◆ Required action
Reproduce all entries below verbatim. Skip the pictures.

◆ Exercise input
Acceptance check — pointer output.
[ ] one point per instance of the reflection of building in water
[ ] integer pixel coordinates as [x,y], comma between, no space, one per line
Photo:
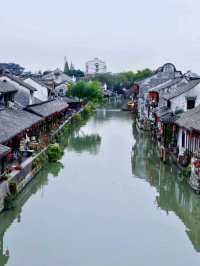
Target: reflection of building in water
[7,218]
[173,196]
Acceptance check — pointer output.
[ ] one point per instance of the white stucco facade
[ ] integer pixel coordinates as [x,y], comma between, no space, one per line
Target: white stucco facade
[95,66]
[42,91]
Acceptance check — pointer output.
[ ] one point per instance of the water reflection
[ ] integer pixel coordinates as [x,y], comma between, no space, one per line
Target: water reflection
[172,196]
[81,143]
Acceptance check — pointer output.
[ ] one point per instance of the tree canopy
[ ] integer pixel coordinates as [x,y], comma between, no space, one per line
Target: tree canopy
[90,91]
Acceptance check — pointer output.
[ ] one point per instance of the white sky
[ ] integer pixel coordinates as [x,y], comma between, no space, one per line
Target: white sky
[128,34]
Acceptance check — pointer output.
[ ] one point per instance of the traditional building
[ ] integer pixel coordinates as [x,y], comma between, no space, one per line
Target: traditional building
[42,90]
[151,87]
[25,92]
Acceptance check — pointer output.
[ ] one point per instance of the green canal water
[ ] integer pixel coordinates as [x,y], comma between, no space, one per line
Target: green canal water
[109,201]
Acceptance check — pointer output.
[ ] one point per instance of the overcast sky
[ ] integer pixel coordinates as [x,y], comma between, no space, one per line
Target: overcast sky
[128,34]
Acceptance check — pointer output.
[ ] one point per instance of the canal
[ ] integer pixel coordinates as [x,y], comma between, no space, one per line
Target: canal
[108,202]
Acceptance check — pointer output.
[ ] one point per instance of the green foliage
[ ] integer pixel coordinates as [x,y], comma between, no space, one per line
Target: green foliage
[83,143]
[124,79]
[185,173]
[89,91]
[54,152]
[77,119]
[55,168]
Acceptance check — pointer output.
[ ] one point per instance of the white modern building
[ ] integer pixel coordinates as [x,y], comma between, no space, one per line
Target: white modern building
[95,66]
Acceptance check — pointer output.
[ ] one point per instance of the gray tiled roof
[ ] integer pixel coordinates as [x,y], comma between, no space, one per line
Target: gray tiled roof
[7,87]
[167,84]
[48,108]
[181,88]
[12,122]
[190,119]
[4,150]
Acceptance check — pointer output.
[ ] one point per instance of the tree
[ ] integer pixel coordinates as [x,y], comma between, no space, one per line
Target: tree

◆ Solution
Acceptance check — pointer output.
[ ] one point per instance of the reflection of building in water
[ ] integer pixel coordinates as [x,y], comma between, no space, one per line
Photo:
Target: reflection of building in water
[7,218]
[173,196]
Acceptance check — pointer output.
[ ] one point per instance of the white stucco facade
[ ] integer pixel coordinates as [x,y], comma between, no space, one per line
Target: white stucco facade
[95,66]
[42,91]
Acceptance check — pointer output.
[ ] one point per instance of the water reflection
[ ] integer pixel coordinates as [x,y], comma between, no space, one per line
Target: water reflection
[172,196]
[81,143]
Acceptance check — pointer output.
[ ] one point per instance of the tree canopy
[ ] integer pixel coordinates as [x,y], comma between, no space, one per line
Target: tree canopy
[90,91]
Acceptance check — pointer output.
[ ] one point per instance of the white sky
[ ] integer pixel coordinates as [x,y], comma between, no space, one per line
Target: white sky
[128,34]
Acceptance check — pointer output.
[ ] one point per instance of the traditional building
[ ] integer pixel coordinates as [x,y], comma between, no space, one per line
Target: traditional building
[42,90]
[151,87]
[25,92]
Acceptance check — pointer output.
[ ] one point per instance of the green canal water
[ ] integer pixel coordinates as [x,y], comma between, no space, one per line
Target: green canal water
[109,201]
Acceptance check — pointer output.
[ ] one point per instance of the overcast sky
[ ] integer pixel coordinates as [x,y], comma between, no space, one per line
Target: overcast sky
[128,34]
Acceptance check — pointer output.
[ ] one point per instance of the canal
[ ] integer pixel coordinates as [x,y], comma between, no space, one per line
Target: canal
[108,202]
Acceptance check — pointer output.
[ ] one point per instance of the green foliage
[ ] integer pixel coordinates as [x,y], comma between, no space, one per line
Target: green foliage
[83,143]
[124,79]
[185,173]
[89,91]
[54,152]
[77,119]
[55,168]
Acceptance check — pointer output.
[ ] one point per instance of the white modern building
[ ] integer pixel coordinates as [x,y], comma between, no space, one per line
Target: white modern building
[95,66]
Acceptance check — pointer output.
[ ] one point per instance of the gray tiled roof
[ ] integer pixel coordinates as [x,y], comma between, no space, one per line
Target: gray tiled roof
[7,87]
[167,84]
[48,108]
[181,88]
[12,122]
[190,119]
[4,150]
Acceptance check — pointer output.
[ ] one point per instance of the tree
[ ] integer pixel coordinates as [x,y], comma between, no space, one per line
Target: tree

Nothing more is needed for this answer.